PROBLEM TO SOLVE:
Drop the images. Copy every line below character for character.

──────────

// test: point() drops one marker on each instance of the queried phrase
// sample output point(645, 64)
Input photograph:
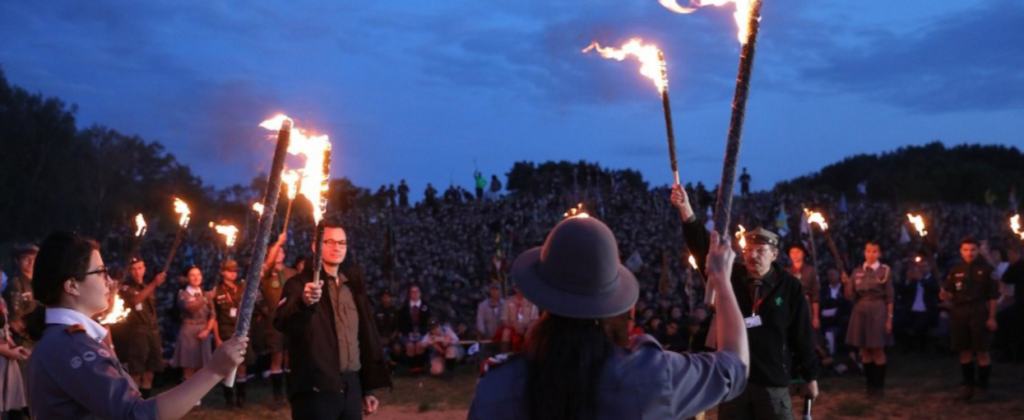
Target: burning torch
point(815, 218)
point(270, 197)
point(653, 67)
point(748, 18)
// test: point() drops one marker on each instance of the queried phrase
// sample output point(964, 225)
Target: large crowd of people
point(437, 278)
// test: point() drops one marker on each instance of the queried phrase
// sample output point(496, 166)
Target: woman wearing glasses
point(73, 373)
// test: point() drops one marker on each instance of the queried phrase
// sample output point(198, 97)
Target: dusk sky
point(426, 90)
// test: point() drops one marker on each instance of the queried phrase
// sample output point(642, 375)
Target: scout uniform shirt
point(73, 375)
point(971, 285)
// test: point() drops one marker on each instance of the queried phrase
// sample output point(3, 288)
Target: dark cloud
point(968, 61)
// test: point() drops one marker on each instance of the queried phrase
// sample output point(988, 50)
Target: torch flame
point(312, 181)
point(118, 311)
point(181, 208)
point(650, 56)
point(742, 14)
point(139, 225)
point(741, 237)
point(919, 223)
point(229, 233)
point(816, 218)
point(291, 178)
point(577, 211)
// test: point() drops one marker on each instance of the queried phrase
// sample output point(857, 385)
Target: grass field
point(919, 387)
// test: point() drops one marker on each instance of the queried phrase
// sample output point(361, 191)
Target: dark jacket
point(312, 344)
point(785, 336)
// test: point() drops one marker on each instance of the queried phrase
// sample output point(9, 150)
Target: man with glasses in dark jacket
point(336, 357)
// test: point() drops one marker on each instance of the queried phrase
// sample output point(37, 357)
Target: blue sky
point(429, 90)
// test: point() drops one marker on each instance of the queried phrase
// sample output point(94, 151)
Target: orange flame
point(742, 14)
point(1015, 223)
point(577, 211)
point(650, 56)
point(741, 237)
point(919, 223)
point(118, 311)
point(229, 233)
point(181, 208)
point(139, 225)
point(312, 181)
point(814, 217)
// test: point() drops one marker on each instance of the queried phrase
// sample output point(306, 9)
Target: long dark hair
point(62, 255)
point(564, 361)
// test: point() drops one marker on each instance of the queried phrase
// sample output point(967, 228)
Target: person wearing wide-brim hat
point(578, 361)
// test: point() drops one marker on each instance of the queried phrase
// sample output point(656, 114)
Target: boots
point(967, 391)
point(278, 384)
point(869, 375)
point(880, 380)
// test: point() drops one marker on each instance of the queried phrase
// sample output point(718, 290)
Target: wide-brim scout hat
point(577, 274)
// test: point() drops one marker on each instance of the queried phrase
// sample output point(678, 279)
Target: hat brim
point(539, 291)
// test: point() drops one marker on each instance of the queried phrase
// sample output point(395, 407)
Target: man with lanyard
point(972, 318)
point(142, 347)
point(777, 319)
point(226, 300)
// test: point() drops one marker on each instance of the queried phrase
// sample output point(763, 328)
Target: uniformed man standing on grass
point(142, 349)
point(973, 292)
point(777, 319)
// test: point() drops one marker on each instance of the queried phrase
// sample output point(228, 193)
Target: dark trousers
point(334, 406)
point(759, 403)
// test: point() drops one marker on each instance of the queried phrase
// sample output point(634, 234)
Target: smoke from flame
point(919, 223)
point(742, 14)
point(118, 311)
point(181, 208)
point(650, 56)
point(139, 225)
point(313, 176)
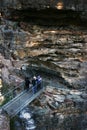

──────────

SOLUTION BELOW:
// test: point() drops one marker on each instance of the queried phrase
// sample output point(645, 64)
Input photograph:
Target: burning torch
point(815, 218)
point(270, 197)
point(653, 67)
point(748, 18)
// test: point() drops one marker on each instance of the queried phrase
// sample output point(964, 225)
Target: large crowd of people
point(437, 278)
// test: point() drops one marker on each instance of the queried phrase
// sample output point(496, 166)
Target: woman wearing glasses
point(73, 373)
// test: point() drops one marker on each instance of the queried phrase
// sample output point(198, 97)
Target: dusk sky
point(426, 90)
// test: point() drops one marker on each instance of the queried phrase
// sample output point(642, 375)
Target: scout uniform shirt
point(73, 375)
point(971, 285)
// test: point() drops one marker on each instance of the queried phrase
// sample output point(3, 288)
Target: dark cloud
point(968, 61)
// test: point() drops one marker on each instance of the queried phrase
// sample output point(988, 50)
Target: torch flame
point(312, 181)
point(118, 311)
point(181, 208)
point(650, 56)
point(742, 14)
point(139, 225)
point(741, 237)
point(919, 223)
point(229, 233)
point(816, 218)
point(291, 178)
point(577, 211)
// test: point() drops one marker on each instance of the queried phrase
// sample output point(857, 385)
Target: grass field
point(919, 387)
// test: point() drops one marker on each instance of the queried phrase
// sample output point(361, 191)
Target: dark jacket
point(312, 344)
point(785, 336)
// test: point() drops one marker on each instance of the queried phrase
// sample output point(9, 150)
Target: man with glasses in dark jacket
point(336, 357)
// test: point() drops one marker on each instance of the queried phrase
// sample output point(37, 357)
Target: blue sky
point(429, 90)
// test: point() drops one marker on each instance of the queried phrase
// sample output point(94, 151)
Target: orange flame
point(742, 14)
point(1015, 223)
point(577, 211)
point(650, 56)
point(741, 237)
point(919, 223)
point(118, 311)
point(229, 233)
point(181, 208)
point(139, 225)
point(312, 181)
point(814, 217)
// test: point() drops one marker on each instance of the queried phrase
// sample output point(306, 9)
Target: long dark hair
point(62, 255)
point(564, 361)
// test: point() drops one marker on each instance of the queried phrase
// sample output point(967, 228)
Target: person wearing wide-brim hat
point(578, 361)
// test: point() drops one marker on each instance of the queried phrase
// sample output point(656, 114)
Target: boots
point(967, 391)
point(278, 384)
point(869, 375)
point(880, 380)
// test: point() drops one marker on each instance of the queried phrase
// sample output point(718, 290)
Target: wide-brim scout hat
point(577, 274)
// test: point() drops one marker on each instance of the queried phrase
// sample output point(678, 279)
Target: hat brim
point(539, 291)
// test: point() drops one marker on each instance of the queried phrase
// sample output point(395, 407)
Target: man with lanyard
point(972, 318)
point(142, 347)
point(777, 319)
point(226, 300)
// test: point() drops one marker on each instance of the queried phrase
// sample output point(763, 328)
Target: uniformed man standing on grass
point(142, 349)
point(973, 292)
point(777, 319)
// test: point() drops one marker on each instance of the queried phrase
// sample output point(228, 193)
Target: dark trousers
point(334, 406)
point(759, 403)
// test: point() drops one marker on each instance of the queried phrase
// sample output point(634, 234)
Target: smoke from flame
point(919, 223)
point(742, 14)
point(118, 311)
point(181, 208)
point(650, 56)
point(139, 225)
point(313, 176)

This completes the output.